◆ Stored data ◆
----------------
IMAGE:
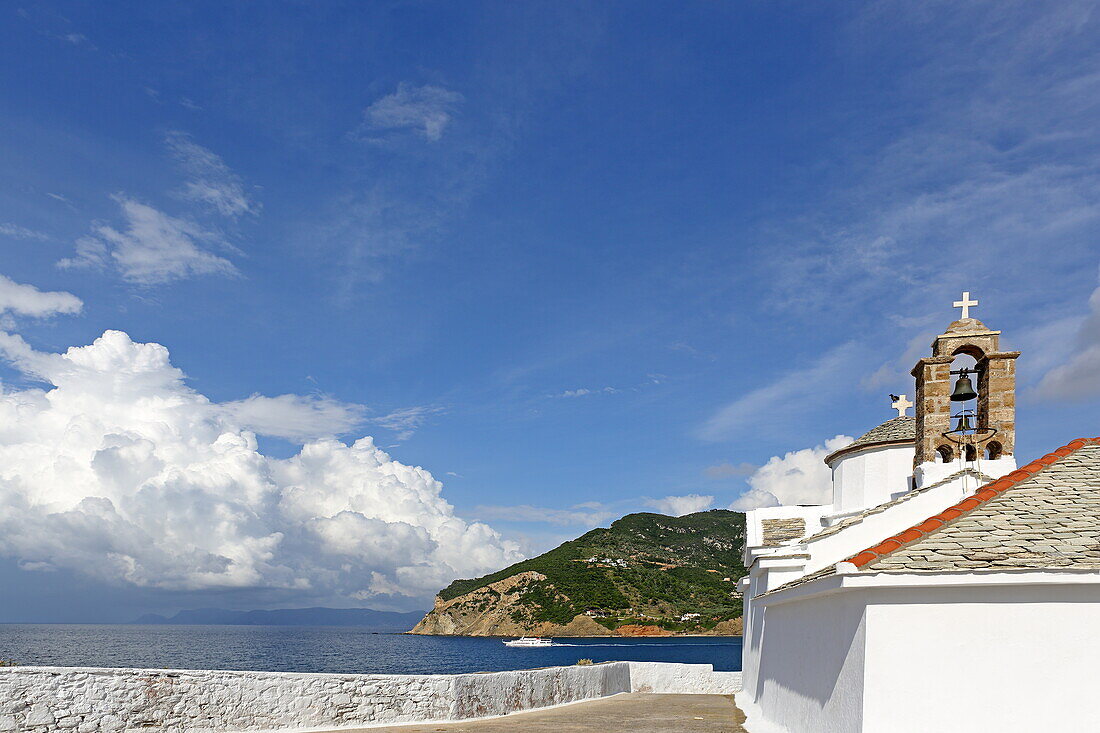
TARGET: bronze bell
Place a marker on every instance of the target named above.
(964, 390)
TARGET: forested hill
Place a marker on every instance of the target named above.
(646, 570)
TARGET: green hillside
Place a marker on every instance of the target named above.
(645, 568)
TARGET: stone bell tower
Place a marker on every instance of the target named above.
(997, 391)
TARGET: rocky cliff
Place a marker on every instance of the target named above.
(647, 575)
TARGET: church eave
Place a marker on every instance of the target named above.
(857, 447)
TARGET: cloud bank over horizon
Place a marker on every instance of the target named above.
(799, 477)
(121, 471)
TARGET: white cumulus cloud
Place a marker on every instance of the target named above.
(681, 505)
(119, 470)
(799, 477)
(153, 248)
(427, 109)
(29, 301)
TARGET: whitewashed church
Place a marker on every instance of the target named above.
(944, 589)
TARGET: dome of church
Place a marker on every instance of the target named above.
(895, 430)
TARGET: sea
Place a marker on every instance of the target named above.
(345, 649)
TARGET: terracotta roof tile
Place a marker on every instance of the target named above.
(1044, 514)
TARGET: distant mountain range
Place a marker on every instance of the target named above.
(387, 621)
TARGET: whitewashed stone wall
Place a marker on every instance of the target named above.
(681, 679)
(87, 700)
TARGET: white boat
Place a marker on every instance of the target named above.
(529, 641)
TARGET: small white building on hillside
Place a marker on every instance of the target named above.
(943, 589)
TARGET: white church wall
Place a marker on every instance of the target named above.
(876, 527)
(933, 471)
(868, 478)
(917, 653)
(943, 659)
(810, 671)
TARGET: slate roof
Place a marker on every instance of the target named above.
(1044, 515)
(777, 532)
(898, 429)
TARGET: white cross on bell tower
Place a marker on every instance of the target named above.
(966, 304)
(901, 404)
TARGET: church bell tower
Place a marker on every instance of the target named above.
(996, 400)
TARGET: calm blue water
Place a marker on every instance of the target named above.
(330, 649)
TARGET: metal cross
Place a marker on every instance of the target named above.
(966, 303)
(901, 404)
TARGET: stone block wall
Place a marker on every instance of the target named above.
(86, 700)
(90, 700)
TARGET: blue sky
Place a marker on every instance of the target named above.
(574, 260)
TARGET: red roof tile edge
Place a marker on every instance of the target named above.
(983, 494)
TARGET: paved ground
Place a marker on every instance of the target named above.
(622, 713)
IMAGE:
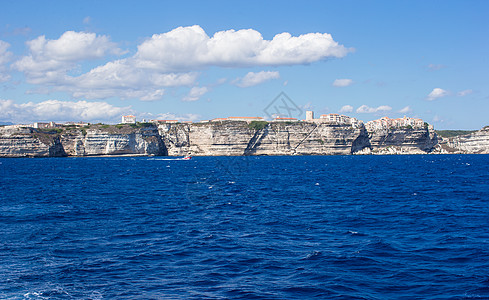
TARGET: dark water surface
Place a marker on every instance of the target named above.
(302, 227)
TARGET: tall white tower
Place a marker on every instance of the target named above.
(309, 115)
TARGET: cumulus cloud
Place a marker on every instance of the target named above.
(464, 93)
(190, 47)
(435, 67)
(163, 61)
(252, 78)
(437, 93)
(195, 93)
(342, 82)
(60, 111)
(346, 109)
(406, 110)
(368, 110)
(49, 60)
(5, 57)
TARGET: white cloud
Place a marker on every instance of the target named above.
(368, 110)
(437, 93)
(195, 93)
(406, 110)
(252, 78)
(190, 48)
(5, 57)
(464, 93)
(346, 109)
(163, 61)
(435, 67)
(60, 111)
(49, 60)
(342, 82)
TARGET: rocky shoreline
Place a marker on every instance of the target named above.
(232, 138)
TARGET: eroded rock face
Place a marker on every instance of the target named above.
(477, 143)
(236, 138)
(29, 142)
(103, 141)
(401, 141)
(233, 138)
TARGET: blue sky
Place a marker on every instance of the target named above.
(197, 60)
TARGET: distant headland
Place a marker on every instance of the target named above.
----------------
◆ Job ◆
Begin with the line that contains "TARGET: cumulus cloud" and quote each line after it exactly, stopping after the last line of the data.

◆ Output for this task ◆
TARGET: cumulus cloud
Place a marker on every instance of the target named above.
(464, 93)
(190, 47)
(435, 67)
(163, 61)
(252, 78)
(437, 93)
(195, 93)
(342, 82)
(60, 111)
(346, 109)
(406, 110)
(368, 110)
(49, 60)
(5, 57)
TARGET: white cloud
Place a marker on every instance of the target named above.
(368, 110)
(437, 93)
(195, 93)
(406, 110)
(252, 78)
(190, 48)
(5, 57)
(464, 93)
(346, 109)
(163, 61)
(435, 67)
(60, 111)
(49, 60)
(342, 82)
TARGET: rocky shoreline
Place a marker on every instance of the target named above.
(232, 138)
TARGET: eroded rock face
Place a marker on every instance of the target named above.
(477, 143)
(236, 138)
(29, 142)
(103, 141)
(401, 141)
(233, 138)
TARGET: blue sky
Place a marker on every instance of the target named above.
(197, 60)
TARGET: distant headland
Place a marker on every instance of the target named above.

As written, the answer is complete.